_Exercise brief_
Output the full listing below exactly, without the pictures.

_Excerpts of location labeling data_
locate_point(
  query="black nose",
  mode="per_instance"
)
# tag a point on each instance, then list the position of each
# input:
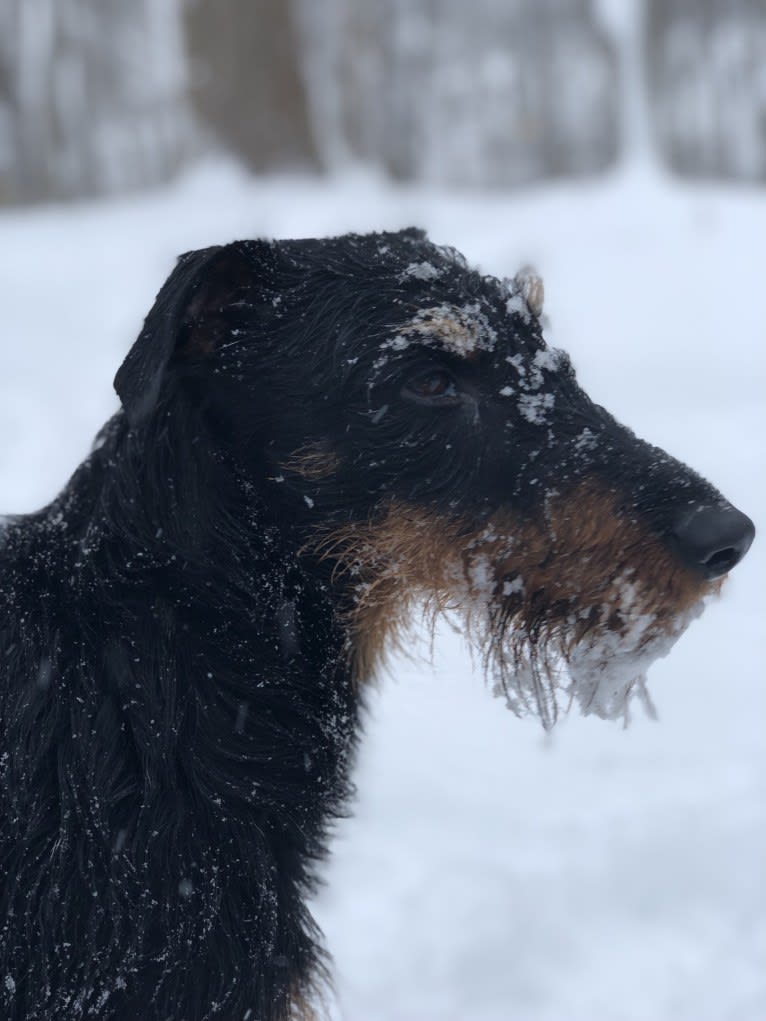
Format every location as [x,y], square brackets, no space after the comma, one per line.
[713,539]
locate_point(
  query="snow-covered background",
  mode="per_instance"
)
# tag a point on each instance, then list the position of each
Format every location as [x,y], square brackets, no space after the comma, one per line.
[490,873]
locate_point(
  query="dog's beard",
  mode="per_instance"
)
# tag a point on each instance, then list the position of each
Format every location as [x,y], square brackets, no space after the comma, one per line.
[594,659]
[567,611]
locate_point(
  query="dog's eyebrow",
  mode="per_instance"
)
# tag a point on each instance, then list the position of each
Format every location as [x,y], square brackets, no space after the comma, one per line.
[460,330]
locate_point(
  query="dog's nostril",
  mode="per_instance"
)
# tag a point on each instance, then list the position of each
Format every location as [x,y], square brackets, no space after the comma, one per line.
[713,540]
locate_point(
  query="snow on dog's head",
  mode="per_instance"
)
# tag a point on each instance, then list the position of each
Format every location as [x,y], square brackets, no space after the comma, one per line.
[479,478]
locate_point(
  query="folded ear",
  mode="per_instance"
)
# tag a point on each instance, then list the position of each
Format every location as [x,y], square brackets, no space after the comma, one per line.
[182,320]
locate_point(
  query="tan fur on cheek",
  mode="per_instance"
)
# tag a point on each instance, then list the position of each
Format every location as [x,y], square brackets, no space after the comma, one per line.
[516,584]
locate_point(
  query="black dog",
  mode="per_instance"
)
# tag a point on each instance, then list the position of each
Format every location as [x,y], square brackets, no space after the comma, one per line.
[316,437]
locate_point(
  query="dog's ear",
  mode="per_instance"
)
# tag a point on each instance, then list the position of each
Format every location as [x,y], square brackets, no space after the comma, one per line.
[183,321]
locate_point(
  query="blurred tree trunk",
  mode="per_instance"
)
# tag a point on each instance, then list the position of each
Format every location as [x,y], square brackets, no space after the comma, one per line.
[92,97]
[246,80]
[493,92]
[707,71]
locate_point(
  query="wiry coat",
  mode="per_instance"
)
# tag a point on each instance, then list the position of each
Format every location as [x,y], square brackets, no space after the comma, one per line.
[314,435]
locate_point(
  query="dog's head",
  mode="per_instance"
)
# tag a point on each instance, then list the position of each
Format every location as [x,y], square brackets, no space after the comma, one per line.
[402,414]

_Full output_
locate_point(
  query="black nose",
  mode="per_instance"
)
# tag a point on each instance, then list the position of each
# input:
Format every location as [x,y], square brackets, no space after the comma, one per line.
[713,539]
locate_point(
  query="snow-covered background",
  mode="per_instance"
)
# tag a point on each instance, then list the position of each
Format every location as [x,y], square brackets, no space after the comma, one per line.
[490,873]
locate_point(
  query="dog's beard",
  mode="per_instance"
)
# tag a point on each instance, then list the position of each
Format every location as [x,y], square brackets, no space after the comma, one per line.
[594,659]
[567,611]
locate_point(
  query="dog's eyebrow",
  mode="per_instance"
)
# tag a point on each instance, then list the position of each
Format every location as [x,y], square brackets, no space after the comma, one per line.
[460,330]
locate_point(
  query="dog's nostril",
  mode="per_instance"
)
# tag a point on each instance, then list the position of each
Format every location as [x,y], square brackets, no space after the comma, one per line.
[713,540]
locate_point(
  query="snow on dog's head",
  mode="per_instance"
)
# tag a point on each instance, then list the position of each
Format every location as [x,y], square brackets, no space after the comma, one per line.
[479,478]
locate_point(
  query="folded ear",
  mode="per_instance"
)
# tag a point on each instance, then list the position of each
Format every location as [x,y], square brackets, no space after the comma, one per line.
[182,320]
locate_point(
  query="tan fur on cheek",
  mode="per_instance"
)
# tag a point on each instance, then list the position of each
Format every location as [x,y], square brackets, no space after the comma, one per line.
[516,584]
locate_point(
  query="black dog",
  mode="per_instance"
)
# tag a point on each instance, then list the position of each
Format every location as [x,y], square brackets, no space after the comma, one per line.
[316,437]
locate_point(
  query="dog's ear",
  mode="per_instance"
)
# tag a point on each instance, then list the position of each
Format every location as [x,y], square brackets, no space after the comma, one per line.
[183,321]
locate_point(
  query="blurred tree trunk",
  mode="per_instance"
)
# tag a point on each instance, then list the position of each
Format every location as [x,y], square brackets, no space after the comma, one per line.
[92,97]
[246,80]
[493,92]
[707,71]
locate_point(
  query="wiry coat",
  mode="per_instance"
)
# tag a point on each instance, then list the position of each
Format every location as [x,y], square brackets, no space after the comma, one per line.
[314,435]
locate_point(
  query="dog's head",
  mode="per_instance"
)
# tag a point on each instance, then list the position of each
Format every location as [x,y], square brackets, no space after the comma, one per line.
[402,414]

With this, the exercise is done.